------ Dataset rows

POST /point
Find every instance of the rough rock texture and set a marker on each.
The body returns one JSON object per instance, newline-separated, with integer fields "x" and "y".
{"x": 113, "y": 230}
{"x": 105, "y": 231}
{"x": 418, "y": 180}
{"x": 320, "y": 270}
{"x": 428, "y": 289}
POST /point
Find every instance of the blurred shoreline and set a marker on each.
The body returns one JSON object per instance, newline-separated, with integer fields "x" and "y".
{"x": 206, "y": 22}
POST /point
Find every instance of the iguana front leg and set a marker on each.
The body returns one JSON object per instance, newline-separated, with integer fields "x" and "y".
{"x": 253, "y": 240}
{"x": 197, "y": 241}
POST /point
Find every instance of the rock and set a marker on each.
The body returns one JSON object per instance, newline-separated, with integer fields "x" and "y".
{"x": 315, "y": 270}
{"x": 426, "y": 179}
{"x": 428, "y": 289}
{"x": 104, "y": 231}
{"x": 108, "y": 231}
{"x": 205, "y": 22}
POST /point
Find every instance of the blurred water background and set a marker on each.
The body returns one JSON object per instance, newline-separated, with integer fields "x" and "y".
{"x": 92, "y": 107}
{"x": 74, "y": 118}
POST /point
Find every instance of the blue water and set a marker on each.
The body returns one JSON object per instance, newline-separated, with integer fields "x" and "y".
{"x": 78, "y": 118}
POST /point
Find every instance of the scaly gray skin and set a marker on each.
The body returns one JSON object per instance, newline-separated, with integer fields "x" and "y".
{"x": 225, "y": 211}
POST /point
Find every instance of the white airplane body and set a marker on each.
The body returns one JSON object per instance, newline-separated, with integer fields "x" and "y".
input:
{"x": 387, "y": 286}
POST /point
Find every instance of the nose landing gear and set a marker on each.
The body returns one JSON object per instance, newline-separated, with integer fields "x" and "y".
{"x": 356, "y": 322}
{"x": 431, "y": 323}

------------

*Aim:*
Repeat the records above exactly.

*Full output:*
POST /point
Find every instance of the rough rock texture and set a marker on each.
The body returns one JSON object per instance, newline-separated, with integer fields "x" and "y".
{"x": 113, "y": 230}
{"x": 105, "y": 231}
{"x": 418, "y": 180}
{"x": 320, "y": 270}
{"x": 428, "y": 289}
POST /point
Find every instance of the blurred shoreline and set a marker on each.
The body returns one JSON object per instance, newline-separated, with integer fields "x" and "y".
{"x": 206, "y": 22}
POST /point
Find every instance of the iguana front leg and set a marker on each.
The body returns one JSON object per instance, newline-separated, with integer fields "x" and "y".
{"x": 253, "y": 240}
{"x": 197, "y": 241}
POST /point
Find every instance of the rock and set a marker on each.
The body returns one JSON object per instance, newline-separated, with integer fields "x" and "y".
{"x": 315, "y": 270}
{"x": 426, "y": 179}
{"x": 428, "y": 289}
{"x": 104, "y": 231}
{"x": 108, "y": 231}
{"x": 205, "y": 22}
POST /point
Find every instance of the blurred water background and set a marker on each.
The body returns one JSON object per instance, newline-separated, with integer fields "x" and "y".
{"x": 92, "y": 107}
{"x": 74, "y": 118}
POST /point
Find every instance of the blue water and set a marker on each.
The body returns one JSON object per instance, newline-separated, with integer fields "x" and "y".
{"x": 78, "y": 118}
POST /point
Find every instance of the scaly gray skin and set a marker on each.
The body returns one JSON object per instance, newline-separated, with integer fields "x" and "y".
{"x": 225, "y": 211}
POST /point
Find every instance of the white airplane body and set a marker on each.
The body returns one JSON object per instance, newline-separated, with integer fields "x" and "y".
input:
{"x": 387, "y": 286}
POST /point
Find every instance of the nose landing gear and set a marker on each.
The body returns one JSON object per instance, newline-separated, with integer fields "x" and "y".
{"x": 356, "y": 322}
{"x": 431, "y": 323}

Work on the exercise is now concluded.